⟨
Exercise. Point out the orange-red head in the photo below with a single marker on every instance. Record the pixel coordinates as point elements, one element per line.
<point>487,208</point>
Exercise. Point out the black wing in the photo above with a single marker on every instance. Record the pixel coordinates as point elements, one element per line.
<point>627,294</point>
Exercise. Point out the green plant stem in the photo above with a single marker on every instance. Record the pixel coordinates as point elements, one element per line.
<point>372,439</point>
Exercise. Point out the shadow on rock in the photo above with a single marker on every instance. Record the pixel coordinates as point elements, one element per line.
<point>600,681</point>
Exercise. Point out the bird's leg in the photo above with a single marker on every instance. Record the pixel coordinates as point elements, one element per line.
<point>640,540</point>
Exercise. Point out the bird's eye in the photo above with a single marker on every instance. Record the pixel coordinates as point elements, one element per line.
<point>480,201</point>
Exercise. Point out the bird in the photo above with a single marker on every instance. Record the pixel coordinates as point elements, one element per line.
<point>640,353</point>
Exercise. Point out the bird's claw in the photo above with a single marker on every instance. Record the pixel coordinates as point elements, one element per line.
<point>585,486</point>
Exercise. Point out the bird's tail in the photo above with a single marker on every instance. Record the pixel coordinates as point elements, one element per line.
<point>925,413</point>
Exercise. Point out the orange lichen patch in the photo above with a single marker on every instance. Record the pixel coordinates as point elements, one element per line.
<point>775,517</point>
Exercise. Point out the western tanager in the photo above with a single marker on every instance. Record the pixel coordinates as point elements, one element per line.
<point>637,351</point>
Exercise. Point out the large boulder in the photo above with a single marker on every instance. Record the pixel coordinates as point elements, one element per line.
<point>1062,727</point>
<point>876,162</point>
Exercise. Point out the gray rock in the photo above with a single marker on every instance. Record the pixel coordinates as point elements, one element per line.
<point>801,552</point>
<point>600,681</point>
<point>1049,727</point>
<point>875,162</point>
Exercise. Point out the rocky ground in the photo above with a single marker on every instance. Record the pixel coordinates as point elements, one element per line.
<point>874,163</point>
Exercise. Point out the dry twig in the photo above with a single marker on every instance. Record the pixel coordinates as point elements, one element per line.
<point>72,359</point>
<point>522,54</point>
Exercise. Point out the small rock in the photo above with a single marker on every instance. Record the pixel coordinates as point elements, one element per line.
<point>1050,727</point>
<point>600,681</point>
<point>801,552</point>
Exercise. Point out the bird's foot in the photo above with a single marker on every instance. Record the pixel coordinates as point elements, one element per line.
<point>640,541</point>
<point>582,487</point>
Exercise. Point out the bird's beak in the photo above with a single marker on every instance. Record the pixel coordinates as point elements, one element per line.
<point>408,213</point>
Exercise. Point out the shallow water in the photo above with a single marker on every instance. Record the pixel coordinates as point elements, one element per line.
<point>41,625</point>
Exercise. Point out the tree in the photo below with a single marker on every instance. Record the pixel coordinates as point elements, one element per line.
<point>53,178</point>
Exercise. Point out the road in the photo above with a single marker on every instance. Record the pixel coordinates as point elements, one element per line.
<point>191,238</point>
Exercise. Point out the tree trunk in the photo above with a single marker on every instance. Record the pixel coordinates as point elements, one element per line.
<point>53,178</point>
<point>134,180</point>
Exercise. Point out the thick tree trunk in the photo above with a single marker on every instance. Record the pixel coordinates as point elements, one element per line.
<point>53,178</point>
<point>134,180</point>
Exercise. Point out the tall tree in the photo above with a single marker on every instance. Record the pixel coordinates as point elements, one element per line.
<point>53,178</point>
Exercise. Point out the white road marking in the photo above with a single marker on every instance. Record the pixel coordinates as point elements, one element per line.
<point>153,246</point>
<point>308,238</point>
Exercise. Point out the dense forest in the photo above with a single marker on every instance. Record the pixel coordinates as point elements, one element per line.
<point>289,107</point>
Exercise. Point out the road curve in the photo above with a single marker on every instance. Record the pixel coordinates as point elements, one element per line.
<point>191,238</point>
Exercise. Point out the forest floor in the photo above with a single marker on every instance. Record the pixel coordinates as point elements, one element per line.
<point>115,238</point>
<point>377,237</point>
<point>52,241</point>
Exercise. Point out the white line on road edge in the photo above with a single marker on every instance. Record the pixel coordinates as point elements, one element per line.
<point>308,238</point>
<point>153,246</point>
⟩
⟨
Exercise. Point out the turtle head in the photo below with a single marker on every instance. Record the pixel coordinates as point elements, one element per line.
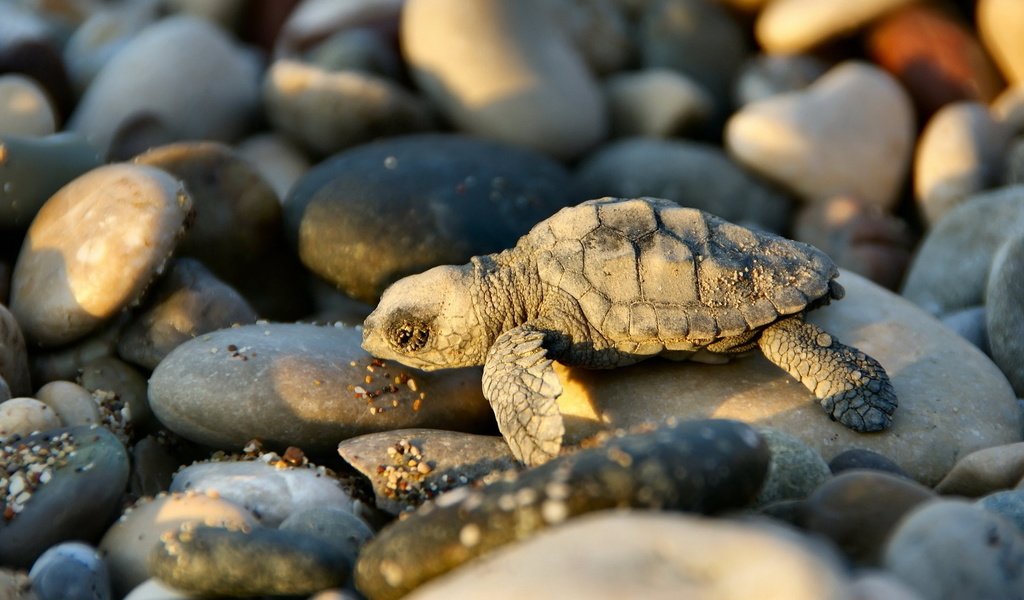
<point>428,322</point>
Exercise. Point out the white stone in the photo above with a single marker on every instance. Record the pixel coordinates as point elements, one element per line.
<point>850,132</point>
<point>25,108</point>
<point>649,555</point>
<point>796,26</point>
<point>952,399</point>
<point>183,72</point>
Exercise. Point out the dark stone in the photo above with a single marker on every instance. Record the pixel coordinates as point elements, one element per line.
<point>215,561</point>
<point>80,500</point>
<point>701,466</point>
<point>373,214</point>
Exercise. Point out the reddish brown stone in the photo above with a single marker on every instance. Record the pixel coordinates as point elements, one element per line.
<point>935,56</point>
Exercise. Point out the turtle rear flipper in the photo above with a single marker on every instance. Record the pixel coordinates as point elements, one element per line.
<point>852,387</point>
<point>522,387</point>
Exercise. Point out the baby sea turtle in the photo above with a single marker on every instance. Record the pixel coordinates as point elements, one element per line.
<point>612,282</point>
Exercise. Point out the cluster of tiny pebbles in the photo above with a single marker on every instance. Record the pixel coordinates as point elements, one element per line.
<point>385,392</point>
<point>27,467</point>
⟩
### [Exercise objective]
Copy out every entry line, unchanged, from the line containing "Exercise. Point out the bird's claw" down to the line containing "<point>876,162</point>", including both of those lines.

### [Complete output]
Exercise. Point out the bird's claw in the photo above with a single marker on every instance. Record the pixel coordinates as point elements, one element per line.
<point>585,486</point>
Exercise. Point out the bird's tail in the photo above with a single marker on every instance. Record the pixel coordinates as point elements, one element per line.
<point>925,413</point>
Exercise. Point out the orange lichen patch in the photo above with a single marker on every instance. Record the pixel coordinates as point elements, one element per line.
<point>775,517</point>
Exercise. Point out the western tanager in the photo above with a single marker on every instance. Record the pixel coordinates as point elements, one element per line.
<point>637,351</point>
Exercise. Point out the large boulder in the photo above with a single marker on every instance. Record the pixel coordinates as point elements, one element per line.
<point>1062,727</point>
<point>876,162</point>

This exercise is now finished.